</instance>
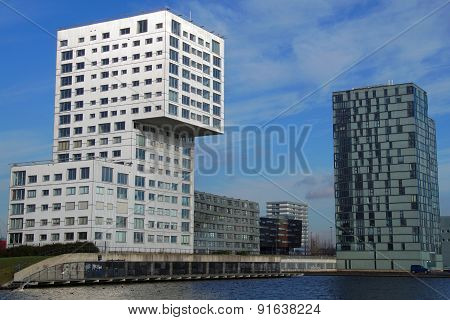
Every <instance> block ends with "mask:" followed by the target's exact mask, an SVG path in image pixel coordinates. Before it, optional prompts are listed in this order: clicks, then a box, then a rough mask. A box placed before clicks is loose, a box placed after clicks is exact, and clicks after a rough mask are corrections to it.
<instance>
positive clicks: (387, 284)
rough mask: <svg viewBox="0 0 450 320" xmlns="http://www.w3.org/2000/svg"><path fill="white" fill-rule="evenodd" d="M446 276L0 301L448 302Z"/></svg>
mask: <svg viewBox="0 0 450 320" xmlns="http://www.w3.org/2000/svg"><path fill="white" fill-rule="evenodd" d="M449 297H450V278H420V279H415V278H408V277H398V278H395V277H360V276H304V277H295V278H270V279H244V280H200V281H168V282H154V283H134V284H111V285H105V284H99V285H92V286H77V287H49V288H35V289H25V290H24V291H21V292H20V291H0V299H81V300H84V299H144V300H145V299H148V300H152V299H164V300H166V299H193V300H195V299H251V300H253V299H259V300H262V299H293V300H305V299H448V298H449Z"/></svg>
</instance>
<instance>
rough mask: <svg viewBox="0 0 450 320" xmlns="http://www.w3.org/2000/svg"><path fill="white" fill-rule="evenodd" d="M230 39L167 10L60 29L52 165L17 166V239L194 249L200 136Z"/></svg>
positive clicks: (12, 225)
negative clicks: (194, 213) (70, 27)
mask: <svg viewBox="0 0 450 320" xmlns="http://www.w3.org/2000/svg"><path fill="white" fill-rule="evenodd" d="M223 57H224V41H223V39H222V38H221V37H219V36H217V35H215V34H213V33H211V32H208V31H206V30H205V29H203V28H201V27H198V26H196V25H194V24H193V23H191V22H189V21H187V20H185V19H183V18H181V17H180V16H178V15H175V14H172V13H171V12H169V11H167V10H162V11H157V12H152V13H148V14H142V15H138V16H133V17H129V18H124V19H119V20H113V21H106V22H101V23H96V24H91V25H86V26H80V27H75V28H69V29H63V30H60V31H59V32H58V43H57V62H56V91H55V112H54V113H55V122H54V143H53V145H54V146H53V161H49V162H47V163H41V164H26V165H13V166H12V173H11V192H10V210H9V217H10V219H9V230H8V234H9V237H8V243H9V245H10V246H13V245H19V244H28V245H42V244H47V243H53V242H69V241H77V240H80V241H86V240H88V241H93V242H95V243H96V244H97V245H98V246H99V247H100V248H115V247H120V248H122V249H123V248H131V249H133V250H135V251H136V249H137V248H140V249H143V251H151V250H161V249H162V250H164V251H172V252H179V251H186V252H192V251H193V217H194V214H193V212H194V175H193V171H194V138H195V137H196V136H203V135H213V134H221V133H223V125H224V124H223V121H224V116H223V115H224V110H223V108H224V98H223V87H224V72H223V70H224V69H223V63H224V59H223Z"/></svg>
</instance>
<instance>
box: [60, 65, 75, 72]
mask: <svg viewBox="0 0 450 320" xmlns="http://www.w3.org/2000/svg"><path fill="white" fill-rule="evenodd" d="M68 72H72V64H71V63H65V64H62V65H61V73H68Z"/></svg>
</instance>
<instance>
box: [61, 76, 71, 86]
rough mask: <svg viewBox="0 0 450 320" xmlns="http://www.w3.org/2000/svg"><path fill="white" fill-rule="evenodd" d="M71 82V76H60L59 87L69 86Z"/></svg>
mask: <svg viewBox="0 0 450 320" xmlns="http://www.w3.org/2000/svg"><path fill="white" fill-rule="evenodd" d="M71 84H72V76H68V77H61V87H63V86H70V85H71Z"/></svg>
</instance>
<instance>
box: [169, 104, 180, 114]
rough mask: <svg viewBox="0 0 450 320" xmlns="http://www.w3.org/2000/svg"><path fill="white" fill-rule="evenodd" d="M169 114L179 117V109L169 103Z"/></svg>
mask: <svg viewBox="0 0 450 320" xmlns="http://www.w3.org/2000/svg"><path fill="white" fill-rule="evenodd" d="M169 114H171V115H174V116H177V115H178V107H177V106H176V105H173V104H171V103H169Z"/></svg>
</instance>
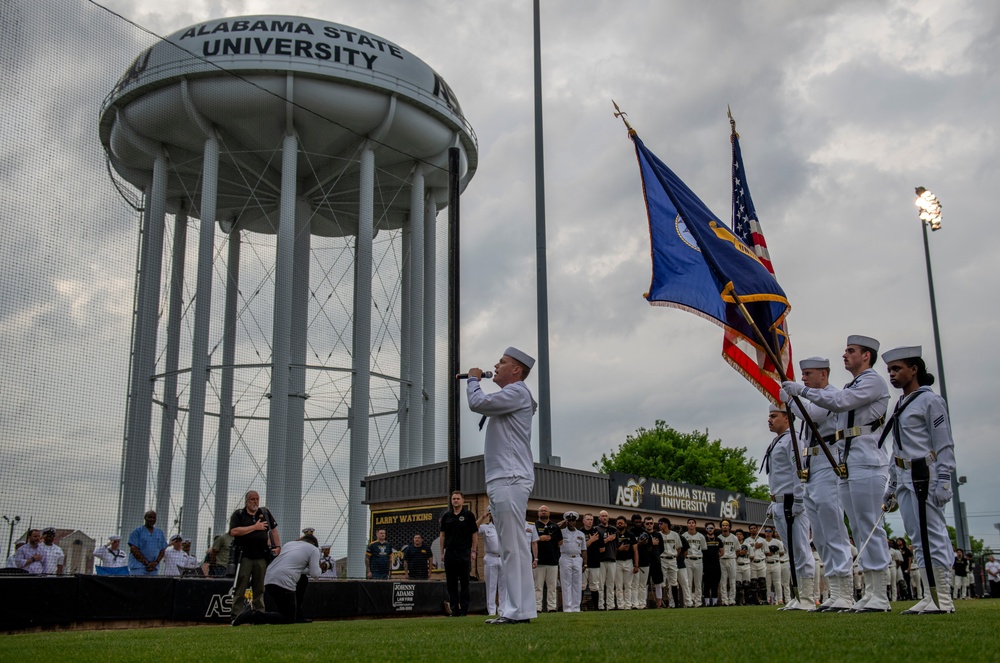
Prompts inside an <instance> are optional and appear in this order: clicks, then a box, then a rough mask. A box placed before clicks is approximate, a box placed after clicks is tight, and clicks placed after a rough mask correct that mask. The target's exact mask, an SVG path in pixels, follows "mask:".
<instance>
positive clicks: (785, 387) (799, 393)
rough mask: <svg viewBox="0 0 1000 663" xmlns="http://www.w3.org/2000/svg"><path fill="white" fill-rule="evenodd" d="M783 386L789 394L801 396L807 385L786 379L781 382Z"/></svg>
mask: <svg viewBox="0 0 1000 663" xmlns="http://www.w3.org/2000/svg"><path fill="white" fill-rule="evenodd" d="M781 388H782V389H783V390H784V391H785V393H786V394H788V395H789V396H799V395H801V394H802V392H803V390H805V388H806V387H805V385H804V384H801V383H799V382H792V381H790V380H786V381H785V382H782V383H781Z"/></svg>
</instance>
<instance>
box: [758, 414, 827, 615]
mask: <svg viewBox="0 0 1000 663" xmlns="http://www.w3.org/2000/svg"><path fill="white" fill-rule="evenodd" d="M767 427H768V430H770V431H771V432H772V433H774V434H775V436H776V437H775V438H774V440H772V442H771V446H770V447H768V450H767V453H766V454H765V455H764V463H763V464H764V466H765V467H766V468H767V475H768V483H769V486H770V491H771V513H772V515H773V517H774V524H775V527H776V529H777V530H778V535H779V536H780V538H781V540H782V542H783V543H784V542H787V541H789V534H791V544H792V545H793V546H795V549H794V550H793V551H792V552H793V553H794V557H795V574H796V575H795V579H796V581H797V582H796V584H797V586H798V590H799V593H800V596H802V599H801V601H797V600H793V597H792V595H791V587H790V579H791V578H790V576H791V572H790V569H789V567H788V561H787V559H786V560H785V563H784V565H783V566H784V570H783V572H782V573H783V575H784V574H786V573H787V574H788V575H789V579H788V580H785V579H784V578H782V582H781V594H782V599H783V600H782V601H781V602H783V603H786V604H787V608H786V609H789V610H812V609H813V608H814V607H815V604H814V603H813V600H812V584H813V578H814V577H815V569H814V566H813V560H812V552H811V551H810V550H809V519H808V518H806V516H805V502H804V500H805V494H806V487H805V485H804V484H803V483H802V481H801V480H799V477H798V472H797V467H796V464H795V456H796V454H798V455H799V456H800V457H801V455H802V449H801V448H800V449H796V448H795V447H794V446H793V445H795V444H797V443H798V441H797V440H794V439H793V435H792V433H793V431H792V430H791V429H790V427H789V421H788V414H787V413H786V412H785V411H784V406H781V407H778V406H776V405H771V406H770V409H769V411H768V414H767ZM789 499H791V500H792V505H791V515H792V523H791V525H792V531H791V532H789V531H788V521H787V519H786V517H785V505H786V503H787V501H788V500H789Z"/></svg>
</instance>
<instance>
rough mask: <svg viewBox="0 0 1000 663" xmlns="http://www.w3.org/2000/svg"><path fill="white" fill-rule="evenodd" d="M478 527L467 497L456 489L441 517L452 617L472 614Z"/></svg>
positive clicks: (442, 536) (448, 589) (452, 494)
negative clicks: (472, 589)
mask: <svg viewBox="0 0 1000 663" xmlns="http://www.w3.org/2000/svg"><path fill="white" fill-rule="evenodd" d="M478 530H479V528H478V527H477V526H476V517H475V516H474V515H472V512H471V511H469V510H468V509H467V508H466V507H465V496H463V495H462V492H461V491H458V490H456V491H453V492H452V494H451V508H450V509H449V510H448V511H447V512H445V514H444V515H443V516H441V559H442V561H443V562H444V573H445V578H446V581H447V583H448V599H449V602H450V603H451V616H452V617H464V616H465V615H467V614H469V575H470V573H471V572H472V565H473V564H474V563H475V562H476V558H477V557H478V555H479V549H478V543H477V540H476V533H477V532H478Z"/></svg>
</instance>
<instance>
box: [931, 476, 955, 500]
mask: <svg viewBox="0 0 1000 663" xmlns="http://www.w3.org/2000/svg"><path fill="white" fill-rule="evenodd" d="M930 494H931V501H932V502H934V505H935V506H939V507H940V506H944V505H945V504H947V503H948V502H950V501H951V475H950V474H939V475H938V478H937V481H934V482H931V490H930Z"/></svg>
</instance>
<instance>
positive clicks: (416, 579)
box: [403, 534, 434, 580]
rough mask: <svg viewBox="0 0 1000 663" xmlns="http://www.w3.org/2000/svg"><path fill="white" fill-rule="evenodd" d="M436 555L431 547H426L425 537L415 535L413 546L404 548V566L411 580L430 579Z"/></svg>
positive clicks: (403, 550)
mask: <svg viewBox="0 0 1000 663" xmlns="http://www.w3.org/2000/svg"><path fill="white" fill-rule="evenodd" d="M433 558H434V554H433V553H432V552H431V547H430V546H425V545H424V537H422V536H421V535H419V534H414V535H413V544H412V545H409V546H406V547H405V548H403V566H404V567H406V577H407V578H408V579H410V580H427V578H428V577H430V571H431V560H432V559H433Z"/></svg>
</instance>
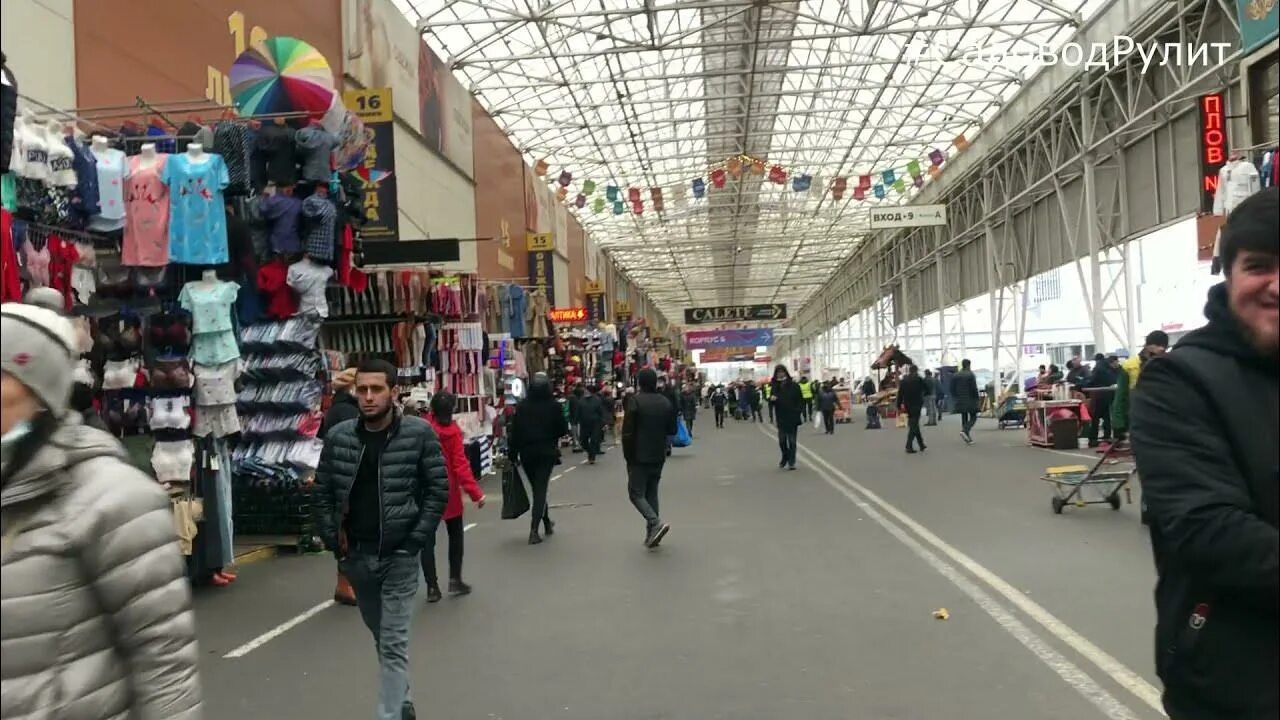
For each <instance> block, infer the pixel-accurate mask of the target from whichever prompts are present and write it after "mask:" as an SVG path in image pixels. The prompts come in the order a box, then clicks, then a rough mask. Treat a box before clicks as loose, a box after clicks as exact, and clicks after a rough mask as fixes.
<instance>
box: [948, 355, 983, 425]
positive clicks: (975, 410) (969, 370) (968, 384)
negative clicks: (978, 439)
mask: <svg viewBox="0 0 1280 720" xmlns="http://www.w3.org/2000/svg"><path fill="white" fill-rule="evenodd" d="M951 402H952V404H954V406H955V410H956V413H959V414H960V437H961V438H964V441H965V442H966V443H969V445H973V425H974V423H977V421H978V405H979V404H980V402H982V400H980V397H979V395H978V378H975V377H974V374H973V365H972V363H969V360H968V359H965V360H961V361H960V370H959V372H957V373H956V374H954V375H951Z"/></svg>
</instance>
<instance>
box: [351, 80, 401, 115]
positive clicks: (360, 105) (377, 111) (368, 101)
mask: <svg viewBox="0 0 1280 720" xmlns="http://www.w3.org/2000/svg"><path fill="white" fill-rule="evenodd" d="M342 104H343V105H346V106H347V109H348V110H351V111H352V113H355V114H356V115H358V117H360V119H361V120H365V122H366V123H389V122H392V120H393V119H394V118H396V110H394V109H393V108H392V88H389V87H374V88H365V90H348V91H347V92H343V94H342Z"/></svg>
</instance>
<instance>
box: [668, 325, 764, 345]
mask: <svg viewBox="0 0 1280 720" xmlns="http://www.w3.org/2000/svg"><path fill="white" fill-rule="evenodd" d="M768 345H773V331H771V329H768V328H758V329H748V331H694V332H689V333H685V346H686V347H689V348H690V350H696V348H701V347H753V348H754V347H760V346H768Z"/></svg>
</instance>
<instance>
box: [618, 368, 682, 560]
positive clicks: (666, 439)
mask: <svg viewBox="0 0 1280 720" xmlns="http://www.w3.org/2000/svg"><path fill="white" fill-rule="evenodd" d="M636 384H639V386H640V392H637V393H636V395H634V396H631V397H630V398H628V400H627V402H626V415H625V416H623V419H622V456H623V459H625V460H626V461H627V496H628V497H630V498H631V505H634V506H635V509H636V510H637V511H639V512H640V515H641V516H643V518H644V521H645V537H644V544H645V547H649V548H654V547H658V543H660V542H662V538H664V537H667V532H668V530H671V525H668V524H667V523H664V521H663V520H662V516H660V515H659V514H658V483H659V482H662V469H663V465H666V462H667V455H668V454H669V452H671V450H668V442H669V438H671V436H673V434H676V407H675V406H673V405H672V404H671V401H669V400H667V397H666V396H664V395H662V393H660V392H658V374H657V373H655V372H654V370H653V369H652V368H645V369H644V370H640V373H639V374H637V375H636Z"/></svg>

* To do *
Using the entries above, reproduce word for word only the lines from the one that contains "positive clicks: (403, 550)" to the one that contains "box: [351, 80, 401, 115]", both ends included, and drop every picture.

* Solution to this problem *
positive clicks: (403, 550)
mask: <svg viewBox="0 0 1000 663" xmlns="http://www.w3.org/2000/svg"><path fill="white" fill-rule="evenodd" d="M433 558H434V554H433V553H432V552H431V547H430V546H425V545H424V537H422V536H421V535H419V534H414V535H413V544H412V545H409V546H406V547H405V548H403V566H404V567H406V577H407V578H408V579H410V580H427V578H428V577H430V571H431V560H432V559H433Z"/></svg>
</instance>
For each <instance> block, infer the pixel-accurate mask of the target from whichever prompts are present and write it after "mask:" as an SVG path in image pixels. The prompts come in the order a box, then clicks, then a rough mask. Treat a box before clicks as loose, a box after clicks as exact, and clicks after a rough mask as fixes.
<instance>
box: [948, 355, 983, 425]
positive clicks: (975, 410) (969, 370) (968, 384)
negative clicks: (978, 439)
mask: <svg viewBox="0 0 1280 720" xmlns="http://www.w3.org/2000/svg"><path fill="white" fill-rule="evenodd" d="M951 402H952V404H954V406H955V410H956V413H959V414H960V437H961V438H964V441H965V442H966V443H969V445H973V425H974V423H977V421H978V405H979V404H980V402H982V400H980V397H979V395H978V378H975V377H974V374H973V365H972V363H969V360H968V359H965V360H961V361H960V370H959V372H957V373H956V374H954V375H951Z"/></svg>
</instance>
<instance>
box: [351, 80, 401, 115]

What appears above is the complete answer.